## Task prompt
Set down exactly the lines from the one containing "Would you be able to mark the blue jeans" through the last line of the records below, both included, and nothing else.

## Records to use

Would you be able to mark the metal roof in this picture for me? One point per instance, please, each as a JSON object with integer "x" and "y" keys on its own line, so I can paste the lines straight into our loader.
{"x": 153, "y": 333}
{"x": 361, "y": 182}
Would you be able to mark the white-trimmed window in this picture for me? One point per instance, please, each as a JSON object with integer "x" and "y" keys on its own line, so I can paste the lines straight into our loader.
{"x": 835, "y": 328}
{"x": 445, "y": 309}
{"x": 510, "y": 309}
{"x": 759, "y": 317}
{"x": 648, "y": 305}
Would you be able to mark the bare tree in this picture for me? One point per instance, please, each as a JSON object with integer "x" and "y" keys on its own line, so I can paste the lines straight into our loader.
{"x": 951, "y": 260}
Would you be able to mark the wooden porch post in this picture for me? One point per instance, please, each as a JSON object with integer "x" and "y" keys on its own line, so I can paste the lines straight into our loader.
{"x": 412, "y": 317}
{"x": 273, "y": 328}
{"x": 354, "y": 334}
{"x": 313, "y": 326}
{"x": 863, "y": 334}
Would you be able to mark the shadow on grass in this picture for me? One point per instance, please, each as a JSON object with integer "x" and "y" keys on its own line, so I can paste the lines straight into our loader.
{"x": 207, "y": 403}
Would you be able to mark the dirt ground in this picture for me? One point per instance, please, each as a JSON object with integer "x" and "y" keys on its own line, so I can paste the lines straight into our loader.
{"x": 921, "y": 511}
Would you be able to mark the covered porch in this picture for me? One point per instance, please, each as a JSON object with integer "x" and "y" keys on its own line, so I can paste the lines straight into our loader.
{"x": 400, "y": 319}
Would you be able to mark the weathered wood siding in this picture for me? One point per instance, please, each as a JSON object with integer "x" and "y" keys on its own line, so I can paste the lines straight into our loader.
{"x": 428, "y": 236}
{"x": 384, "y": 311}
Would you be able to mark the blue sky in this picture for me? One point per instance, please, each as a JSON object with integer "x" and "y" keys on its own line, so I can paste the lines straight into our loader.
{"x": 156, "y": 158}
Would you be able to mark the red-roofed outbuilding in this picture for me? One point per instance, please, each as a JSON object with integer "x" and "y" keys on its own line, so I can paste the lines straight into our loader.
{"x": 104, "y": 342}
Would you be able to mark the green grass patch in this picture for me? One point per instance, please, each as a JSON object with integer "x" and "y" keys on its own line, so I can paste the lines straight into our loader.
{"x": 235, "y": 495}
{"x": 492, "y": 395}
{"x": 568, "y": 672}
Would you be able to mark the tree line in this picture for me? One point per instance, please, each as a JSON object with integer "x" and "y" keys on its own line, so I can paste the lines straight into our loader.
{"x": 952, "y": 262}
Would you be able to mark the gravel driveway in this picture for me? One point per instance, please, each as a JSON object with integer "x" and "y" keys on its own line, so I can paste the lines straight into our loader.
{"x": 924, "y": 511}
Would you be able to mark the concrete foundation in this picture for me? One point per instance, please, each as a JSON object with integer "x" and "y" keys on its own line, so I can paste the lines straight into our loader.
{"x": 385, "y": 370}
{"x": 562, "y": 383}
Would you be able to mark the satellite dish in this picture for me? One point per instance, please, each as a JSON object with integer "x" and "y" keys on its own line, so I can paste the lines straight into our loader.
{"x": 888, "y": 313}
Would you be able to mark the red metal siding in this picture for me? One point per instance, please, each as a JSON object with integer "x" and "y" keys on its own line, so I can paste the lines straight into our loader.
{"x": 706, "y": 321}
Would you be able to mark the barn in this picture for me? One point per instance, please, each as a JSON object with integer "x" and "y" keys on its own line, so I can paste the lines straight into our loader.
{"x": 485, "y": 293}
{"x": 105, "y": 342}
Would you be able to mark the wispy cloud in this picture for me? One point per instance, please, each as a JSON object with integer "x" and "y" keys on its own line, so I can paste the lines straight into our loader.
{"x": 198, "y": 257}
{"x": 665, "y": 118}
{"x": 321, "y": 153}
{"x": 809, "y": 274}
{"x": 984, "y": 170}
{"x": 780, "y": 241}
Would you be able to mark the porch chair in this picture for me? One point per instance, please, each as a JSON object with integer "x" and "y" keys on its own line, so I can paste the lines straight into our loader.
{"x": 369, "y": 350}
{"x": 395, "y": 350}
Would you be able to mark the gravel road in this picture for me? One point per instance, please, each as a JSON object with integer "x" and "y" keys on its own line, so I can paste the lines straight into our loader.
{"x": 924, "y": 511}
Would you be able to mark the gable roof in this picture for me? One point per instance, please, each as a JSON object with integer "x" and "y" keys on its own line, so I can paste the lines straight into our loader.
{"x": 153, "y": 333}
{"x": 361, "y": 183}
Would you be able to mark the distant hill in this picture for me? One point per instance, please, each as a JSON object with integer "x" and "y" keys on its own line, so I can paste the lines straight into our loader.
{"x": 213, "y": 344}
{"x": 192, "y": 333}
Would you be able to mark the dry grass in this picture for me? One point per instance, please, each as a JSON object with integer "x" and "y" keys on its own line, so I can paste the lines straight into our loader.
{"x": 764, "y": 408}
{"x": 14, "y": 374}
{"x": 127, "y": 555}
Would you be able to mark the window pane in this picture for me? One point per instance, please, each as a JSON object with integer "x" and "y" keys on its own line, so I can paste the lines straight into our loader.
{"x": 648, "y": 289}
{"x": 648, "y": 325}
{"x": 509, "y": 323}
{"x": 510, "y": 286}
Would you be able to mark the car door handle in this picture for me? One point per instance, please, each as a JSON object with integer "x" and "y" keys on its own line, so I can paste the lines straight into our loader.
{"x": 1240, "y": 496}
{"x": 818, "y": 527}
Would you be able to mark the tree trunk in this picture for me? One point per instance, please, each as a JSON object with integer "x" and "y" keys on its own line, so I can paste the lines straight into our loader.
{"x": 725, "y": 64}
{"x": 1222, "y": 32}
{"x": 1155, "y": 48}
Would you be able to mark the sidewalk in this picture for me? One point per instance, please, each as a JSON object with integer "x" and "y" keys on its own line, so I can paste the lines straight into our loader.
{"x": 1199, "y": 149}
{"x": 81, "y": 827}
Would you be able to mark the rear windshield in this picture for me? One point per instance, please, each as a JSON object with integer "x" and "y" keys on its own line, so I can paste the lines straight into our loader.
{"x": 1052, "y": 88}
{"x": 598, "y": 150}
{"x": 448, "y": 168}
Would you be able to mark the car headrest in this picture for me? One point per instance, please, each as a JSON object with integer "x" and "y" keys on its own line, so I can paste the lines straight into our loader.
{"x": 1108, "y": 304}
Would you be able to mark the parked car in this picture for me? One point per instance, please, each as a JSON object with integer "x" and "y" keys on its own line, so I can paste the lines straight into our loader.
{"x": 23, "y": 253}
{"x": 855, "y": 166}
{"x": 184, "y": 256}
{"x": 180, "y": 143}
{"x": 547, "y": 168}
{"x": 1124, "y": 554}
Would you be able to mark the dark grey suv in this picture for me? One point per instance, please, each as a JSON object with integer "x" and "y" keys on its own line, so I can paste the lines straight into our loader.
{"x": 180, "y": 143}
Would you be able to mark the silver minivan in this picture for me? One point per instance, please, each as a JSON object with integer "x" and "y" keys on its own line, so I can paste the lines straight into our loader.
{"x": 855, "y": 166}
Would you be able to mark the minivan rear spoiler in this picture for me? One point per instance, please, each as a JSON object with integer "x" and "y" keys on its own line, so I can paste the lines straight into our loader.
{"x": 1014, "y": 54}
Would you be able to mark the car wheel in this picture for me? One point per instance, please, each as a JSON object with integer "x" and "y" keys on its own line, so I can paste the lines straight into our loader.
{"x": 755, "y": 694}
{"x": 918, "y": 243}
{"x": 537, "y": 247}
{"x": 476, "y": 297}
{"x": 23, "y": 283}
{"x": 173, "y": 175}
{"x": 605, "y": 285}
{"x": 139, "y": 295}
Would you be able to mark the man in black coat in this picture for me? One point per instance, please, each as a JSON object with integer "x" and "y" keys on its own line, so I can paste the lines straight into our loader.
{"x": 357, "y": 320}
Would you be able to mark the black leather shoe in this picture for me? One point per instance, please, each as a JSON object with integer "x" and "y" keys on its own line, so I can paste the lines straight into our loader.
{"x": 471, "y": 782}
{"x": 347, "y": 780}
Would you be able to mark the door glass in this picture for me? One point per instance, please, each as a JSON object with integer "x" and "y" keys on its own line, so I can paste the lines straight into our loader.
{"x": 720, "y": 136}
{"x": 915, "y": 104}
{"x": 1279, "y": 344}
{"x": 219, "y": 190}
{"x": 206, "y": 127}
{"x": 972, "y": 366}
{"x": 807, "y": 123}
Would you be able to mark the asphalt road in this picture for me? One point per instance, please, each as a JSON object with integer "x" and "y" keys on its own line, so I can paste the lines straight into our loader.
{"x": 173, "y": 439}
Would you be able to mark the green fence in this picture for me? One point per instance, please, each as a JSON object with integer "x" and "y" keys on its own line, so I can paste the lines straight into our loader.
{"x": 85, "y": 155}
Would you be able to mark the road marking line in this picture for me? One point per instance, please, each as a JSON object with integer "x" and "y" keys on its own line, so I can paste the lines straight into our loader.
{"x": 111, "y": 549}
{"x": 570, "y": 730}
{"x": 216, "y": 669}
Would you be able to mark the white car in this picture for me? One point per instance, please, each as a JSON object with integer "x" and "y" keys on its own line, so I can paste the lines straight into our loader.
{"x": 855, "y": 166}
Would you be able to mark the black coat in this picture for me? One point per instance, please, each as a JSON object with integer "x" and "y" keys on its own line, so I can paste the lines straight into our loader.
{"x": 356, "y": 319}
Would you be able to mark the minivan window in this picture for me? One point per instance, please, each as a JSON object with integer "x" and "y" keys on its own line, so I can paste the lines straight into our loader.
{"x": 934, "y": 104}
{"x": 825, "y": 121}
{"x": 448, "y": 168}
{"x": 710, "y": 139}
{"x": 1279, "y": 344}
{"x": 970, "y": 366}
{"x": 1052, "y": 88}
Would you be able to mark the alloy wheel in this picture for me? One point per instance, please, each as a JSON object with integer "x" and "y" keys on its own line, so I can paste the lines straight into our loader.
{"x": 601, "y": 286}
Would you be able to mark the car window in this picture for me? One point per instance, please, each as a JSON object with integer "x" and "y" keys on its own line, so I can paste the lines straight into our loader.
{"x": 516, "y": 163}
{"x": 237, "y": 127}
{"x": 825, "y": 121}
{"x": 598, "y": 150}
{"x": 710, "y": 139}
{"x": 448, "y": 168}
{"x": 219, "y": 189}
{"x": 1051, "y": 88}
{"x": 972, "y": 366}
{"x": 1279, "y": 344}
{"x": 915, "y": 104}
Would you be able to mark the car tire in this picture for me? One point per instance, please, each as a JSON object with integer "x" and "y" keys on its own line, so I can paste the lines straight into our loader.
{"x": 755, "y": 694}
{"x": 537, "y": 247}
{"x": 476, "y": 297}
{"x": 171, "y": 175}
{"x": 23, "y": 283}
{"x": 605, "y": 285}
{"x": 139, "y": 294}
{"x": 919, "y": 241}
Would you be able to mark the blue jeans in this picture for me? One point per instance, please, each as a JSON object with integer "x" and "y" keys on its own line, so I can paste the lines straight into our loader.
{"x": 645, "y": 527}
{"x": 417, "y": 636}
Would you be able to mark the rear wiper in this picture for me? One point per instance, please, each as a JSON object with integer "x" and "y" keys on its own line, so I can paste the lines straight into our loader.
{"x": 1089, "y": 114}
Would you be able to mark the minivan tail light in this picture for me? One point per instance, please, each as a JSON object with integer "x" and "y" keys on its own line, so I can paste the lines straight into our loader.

## Task solution
Would you be able to mark the blue jeans in this picture for me? One point per instance, please, each as a JSON object with integer "x" and "y" keys on its own line, so I can paste the lines straight into our loader.
{"x": 645, "y": 527}
{"x": 417, "y": 636}
Would you be able to mark the rear wiper in this picture for me? One point per instance, please, each as a JSON object with integer "x" and "y" keys on its own line, so I can paste the lines straight into our loader.
{"x": 1089, "y": 114}
Would you be able to mark the minivan tail light in this picture for me? One point per instance, please, each as a JSON object with integer "x" and "y" keys on its own line, so I can paste the lines straight into our loader.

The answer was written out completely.